WHAT TO WORK ON — Give back exactly the stretch of data below from the line holding "Target: white sock" through the line holding "column 247, row 210", both ends included, and leave the remaining lines out.

*** Opening of SOURCE DATA ***

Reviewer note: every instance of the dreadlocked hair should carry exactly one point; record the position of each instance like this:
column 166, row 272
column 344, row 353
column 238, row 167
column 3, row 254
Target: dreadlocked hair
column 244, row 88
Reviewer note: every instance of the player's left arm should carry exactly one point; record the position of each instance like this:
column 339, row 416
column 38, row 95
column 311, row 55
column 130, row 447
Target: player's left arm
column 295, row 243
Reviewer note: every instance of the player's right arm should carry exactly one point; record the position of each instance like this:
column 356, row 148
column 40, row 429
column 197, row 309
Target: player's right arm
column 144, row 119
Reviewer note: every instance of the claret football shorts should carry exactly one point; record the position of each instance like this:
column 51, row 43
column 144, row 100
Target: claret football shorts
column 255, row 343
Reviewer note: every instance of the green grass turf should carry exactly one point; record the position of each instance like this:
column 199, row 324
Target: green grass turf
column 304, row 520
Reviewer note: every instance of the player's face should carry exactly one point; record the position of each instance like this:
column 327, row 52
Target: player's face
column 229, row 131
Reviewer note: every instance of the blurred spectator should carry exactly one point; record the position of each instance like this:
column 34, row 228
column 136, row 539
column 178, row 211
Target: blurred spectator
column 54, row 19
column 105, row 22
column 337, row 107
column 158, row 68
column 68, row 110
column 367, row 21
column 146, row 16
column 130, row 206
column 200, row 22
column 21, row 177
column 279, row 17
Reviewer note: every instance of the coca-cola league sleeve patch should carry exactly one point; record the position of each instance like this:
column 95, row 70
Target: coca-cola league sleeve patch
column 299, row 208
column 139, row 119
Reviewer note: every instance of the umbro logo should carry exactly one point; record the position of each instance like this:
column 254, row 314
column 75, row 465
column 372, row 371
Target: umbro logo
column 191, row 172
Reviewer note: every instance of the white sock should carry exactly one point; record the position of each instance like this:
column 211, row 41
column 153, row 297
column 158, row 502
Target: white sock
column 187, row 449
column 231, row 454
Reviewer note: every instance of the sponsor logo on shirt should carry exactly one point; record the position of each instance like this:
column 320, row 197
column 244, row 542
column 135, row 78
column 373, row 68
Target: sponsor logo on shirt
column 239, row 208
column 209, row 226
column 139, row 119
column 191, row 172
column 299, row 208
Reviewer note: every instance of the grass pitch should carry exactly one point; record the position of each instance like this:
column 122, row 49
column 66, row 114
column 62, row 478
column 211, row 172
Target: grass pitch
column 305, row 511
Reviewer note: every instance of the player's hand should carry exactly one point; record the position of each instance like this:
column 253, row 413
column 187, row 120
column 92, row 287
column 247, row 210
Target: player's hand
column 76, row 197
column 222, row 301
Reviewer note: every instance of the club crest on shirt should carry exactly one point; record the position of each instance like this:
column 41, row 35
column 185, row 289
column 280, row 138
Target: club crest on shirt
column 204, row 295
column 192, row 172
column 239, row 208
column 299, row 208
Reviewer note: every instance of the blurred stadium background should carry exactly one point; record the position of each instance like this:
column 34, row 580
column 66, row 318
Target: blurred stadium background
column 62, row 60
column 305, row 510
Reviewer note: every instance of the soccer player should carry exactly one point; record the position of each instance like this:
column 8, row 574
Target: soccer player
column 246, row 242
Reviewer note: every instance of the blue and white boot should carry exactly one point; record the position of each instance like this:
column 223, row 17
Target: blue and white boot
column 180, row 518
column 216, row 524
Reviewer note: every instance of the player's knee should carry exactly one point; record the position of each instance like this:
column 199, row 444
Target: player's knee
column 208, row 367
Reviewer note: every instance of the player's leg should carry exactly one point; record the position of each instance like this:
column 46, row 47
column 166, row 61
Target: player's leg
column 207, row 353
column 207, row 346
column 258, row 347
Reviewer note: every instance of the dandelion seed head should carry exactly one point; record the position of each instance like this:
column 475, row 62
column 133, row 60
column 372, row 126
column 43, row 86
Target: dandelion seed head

*** Close of SOURCE DATA ***

EXERCISE RESULT —
Target: white sock
column 187, row 449
column 231, row 454
Reviewer note: every instance of the sponsor logo on shirt should carry exactly one point; record the position of each instance like this:
column 320, row 197
column 244, row 542
column 135, row 78
column 373, row 68
Target: sponsor logo on shirt
column 239, row 208
column 209, row 226
column 139, row 119
column 191, row 172
column 299, row 208
Reviewer note: every instance of the grass pitch should carry exactly one point; record the position of each instance like this:
column 122, row 49
column 66, row 114
column 62, row 478
column 211, row 172
Target: grass pitch
column 305, row 511
Reviewer note: every instance of the player's hand should carry exactly one point; record the position of each instance like this:
column 253, row 413
column 187, row 120
column 92, row 287
column 247, row 210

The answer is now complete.